* _Listing_:
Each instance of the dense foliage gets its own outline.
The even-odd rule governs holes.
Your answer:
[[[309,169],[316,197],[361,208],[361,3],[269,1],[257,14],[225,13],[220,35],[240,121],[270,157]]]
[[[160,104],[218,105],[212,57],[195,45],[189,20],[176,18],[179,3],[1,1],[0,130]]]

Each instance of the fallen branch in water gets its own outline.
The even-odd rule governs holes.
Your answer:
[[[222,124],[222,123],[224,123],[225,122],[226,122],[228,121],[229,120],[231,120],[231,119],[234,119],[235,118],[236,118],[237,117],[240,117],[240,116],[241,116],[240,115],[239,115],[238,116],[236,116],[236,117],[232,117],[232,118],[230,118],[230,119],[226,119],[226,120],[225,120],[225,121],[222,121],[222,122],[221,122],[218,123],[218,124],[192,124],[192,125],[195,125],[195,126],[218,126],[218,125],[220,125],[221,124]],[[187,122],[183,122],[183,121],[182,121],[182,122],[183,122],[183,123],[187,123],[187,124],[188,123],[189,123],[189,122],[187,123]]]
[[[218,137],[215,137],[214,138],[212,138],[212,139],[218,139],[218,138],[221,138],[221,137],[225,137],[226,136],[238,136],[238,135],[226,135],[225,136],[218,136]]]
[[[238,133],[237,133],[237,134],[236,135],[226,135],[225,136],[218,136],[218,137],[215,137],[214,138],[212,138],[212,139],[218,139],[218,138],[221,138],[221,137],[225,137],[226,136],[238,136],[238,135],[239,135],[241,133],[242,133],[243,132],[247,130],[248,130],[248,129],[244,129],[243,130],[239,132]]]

* _Work to do_: Please copy every one of the items above word for word, keeping each line as it appears.

* _Written response_:
Each instance of the dense foliage gets its own outline.
The even-odd rule governs holes.
Your answer:
[[[309,169],[316,197],[361,208],[361,3],[269,1],[257,14],[225,13],[220,35],[240,121],[270,157]]]
[[[160,104],[218,105],[212,57],[195,45],[189,20],[176,18],[179,3],[1,1],[0,130]]]

Each instance of the fallen branch in water gets its own outline.
The even-odd rule governs holes.
Your answer:
[[[222,124],[222,123],[224,123],[225,122],[226,122],[228,121],[229,120],[231,120],[231,119],[234,119],[235,118],[236,118],[237,117],[240,117],[240,116],[241,116],[240,115],[239,115],[238,116],[236,116],[236,117],[232,117],[232,118],[230,118],[230,119],[226,119],[226,120],[225,120],[225,121],[222,121],[222,122],[221,122],[218,123],[218,124],[192,124],[192,125],[195,125],[195,126],[218,126],[218,125],[220,125],[221,124]],[[187,122],[183,122],[183,121],[182,121],[182,122],[183,122],[183,123],[187,123],[187,124],[188,123],[189,123],[189,122],[187,123]]]
[[[218,137],[215,137],[214,138],[212,138],[212,139],[218,139],[218,138],[221,138],[221,137],[225,137],[226,136],[238,136],[238,135],[226,135],[225,136],[218,136]]]
[[[238,133],[237,133],[237,134],[236,135],[226,135],[225,136],[218,136],[218,137],[215,137],[214,138],[212,138],[212,139],[218,139],[218,138],[221,138],[221,137],[225,137],[226,136],[238,136],[238,135],[239,135],[241,133],[242,133],[243,132],[247,130],[248,130],[248,129],[244,129],[243,130],[239,132]]]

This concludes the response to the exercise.